■ Aufgabe 1 ■
Was kostet laut dem Auszug zum Konjunkturpaket während der Mehrwertsteuersenkung alles, was bisher 1,19 Euro gekostet hat?

╭─ Ausgewählter Auszug

Ein Konjunktur-Paket für die Spitze des Eisbergs

Ein Konjunktur-Paket für die Spitze des Eisbergs

Die einen jubeln, die anderen atmen auf und einige schütteln ungläubig die Köpfe. Was bedient das 130 Millarden schwere Konjunkturprogramm des Bundes 2020? Die Spitze des Eisberges.

In klimaaktiven Kreisen herrscht erst einmal Erleichterung darüber, dass nicht in eine Abwrack-Prämie, sondern stattdessen – man höre und staune – in saubere Busse, Bahnen und E-Mobilität investiert wird. Zudem werden Alleinerziehende berücksichtigt, Geld fließt in Forschung und Bildung und die größte Überraschung: die Mehrwertsteuer wird gesenkt, was bedeutet, dass alles, was bisher 1,19 Euro gekostet hat, für ein halbes Jahr lang nur noch 1,16 Euro kostet. Dies soll allen zu Gute kommen, macht sich aber natürlich nur bei Groß-Investitionen wirklich bemerkbar. Und auch nur, wenn der Handel die verringerte Mehrwertsteuer durch eine Preissenkung an die Konsument*innen weiterreicht – was freiwillig ist.

╰─

■ Aufgabe 2 ■
Zitiere die gesamte Auflistung unten vollständig und Zeile für Zeile.

╭─ Gegebene Auflistung

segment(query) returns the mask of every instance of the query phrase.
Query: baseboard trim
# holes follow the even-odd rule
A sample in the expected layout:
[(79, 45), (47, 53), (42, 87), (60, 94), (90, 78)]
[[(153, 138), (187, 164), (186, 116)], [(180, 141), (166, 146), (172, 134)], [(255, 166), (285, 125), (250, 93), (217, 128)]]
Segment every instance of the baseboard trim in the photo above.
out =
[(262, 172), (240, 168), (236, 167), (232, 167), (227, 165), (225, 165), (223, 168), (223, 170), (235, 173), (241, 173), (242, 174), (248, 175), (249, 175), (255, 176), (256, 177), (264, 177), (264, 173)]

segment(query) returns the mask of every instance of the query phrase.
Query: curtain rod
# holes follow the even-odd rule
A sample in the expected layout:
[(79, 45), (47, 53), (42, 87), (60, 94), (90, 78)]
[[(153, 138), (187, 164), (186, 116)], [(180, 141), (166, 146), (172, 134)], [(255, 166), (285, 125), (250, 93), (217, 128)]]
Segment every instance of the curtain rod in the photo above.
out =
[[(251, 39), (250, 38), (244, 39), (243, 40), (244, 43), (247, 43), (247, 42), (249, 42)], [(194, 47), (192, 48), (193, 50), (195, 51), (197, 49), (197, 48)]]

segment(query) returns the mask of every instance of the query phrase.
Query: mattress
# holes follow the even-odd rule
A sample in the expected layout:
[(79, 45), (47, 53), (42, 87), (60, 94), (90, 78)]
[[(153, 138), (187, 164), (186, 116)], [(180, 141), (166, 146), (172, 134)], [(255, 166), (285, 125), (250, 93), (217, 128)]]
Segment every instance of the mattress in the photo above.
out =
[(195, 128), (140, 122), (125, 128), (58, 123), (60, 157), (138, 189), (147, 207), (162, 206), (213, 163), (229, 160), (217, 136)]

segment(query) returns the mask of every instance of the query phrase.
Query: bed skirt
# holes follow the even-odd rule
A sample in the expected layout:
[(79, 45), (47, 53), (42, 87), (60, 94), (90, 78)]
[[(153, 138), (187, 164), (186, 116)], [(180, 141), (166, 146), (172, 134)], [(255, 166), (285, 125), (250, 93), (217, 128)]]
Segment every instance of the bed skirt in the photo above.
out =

╰─

■ Lösung 1 ■
1,16 Euro.

■ Lösung 2 ■
segment(query) returns the mask of every instance of the query phrase.
Query: baseboard trim
# holes follow the even-odd rule
A sample in the expected layout:
[(79, 45), (47, 53), (42, 87), (60, 94), (90, 78)]
[[(153, 138), (187, 164), (186, 116)], [(180, 141), (166, 146), (172, 134)], [(255, 166), (285, 125), (250, 93), (217, 128)]]
Segment every instance of the baseboard trim in the photo above.
out =
[(262, 172), (240, 168), (236, 167), (232, 167), (227, 165), (225, 165), (223, 168), (223, 170), (235, 173), (241, 173), (242, 174), (248, 175), (249, 175), (255, 176), (256, 177), (264, 177), (264, 173)]

segment(query) returns the mask of every instance of the query phrase.
Query: curtain rod
# holes follow the even-odd rule
A sample in the expected layout:
[(79, 45), (47, 53), (42, 87), (60, 94), (90, 78)]
[[(153, 138), (187, 164), (186, 116)], [(180, 141), (166, 146), (172, 134)], [(255, 166), (285, 125), (250, 93), (217, 128)]]
Segment every instance of the curtain rod in the photo above.
out =
[[(251, 39), (250, 38), (244, 39), (243, 40), (244, 43), (247, 43), (247, 42), (249, 42)], [(194, 47), (192, 48), (193, 50), (195, 51), (197, 49), (197, 48)]]

segment(query) returns the mask of every instance of the query phrase.
Query: mattress
# holes follow the even-odd rule
A sample in the expected layout:
[(79, 45), (47, 53), (42, 87), (60, 94), (90, 78)]
[[(153, 138), (187, 164), (186, 116)], [(180, 141), (166, 146), (172, 134)], [(255, 166), (285, 125), (250, 93), (217, 128)]]
Segment every instance of the mattress in the photo above.
out =
[(195, 128), (140, 122), (125, 128), (58, 123), (60, 157), (138, 189), (147, 207), (162, 206), (213, 163), (229, 160), (217, 136)]

segment(query) returns the mask of every instance of the query phrase.
Query: bed skirt
# holes follow the even-odd rule
A sample in the expected layout:
[(79, 45), (47, 53), (42, 87), (60, 94), (90, 78)]
[[(153, 138), (187, 164), (186, 116)], [(180, 141), (166, 146), (172, 134)], [(255, 166), (285, 125), (250, 93), (217, 128)]]
Segment every instance of the bed skirt in the photo above.
out =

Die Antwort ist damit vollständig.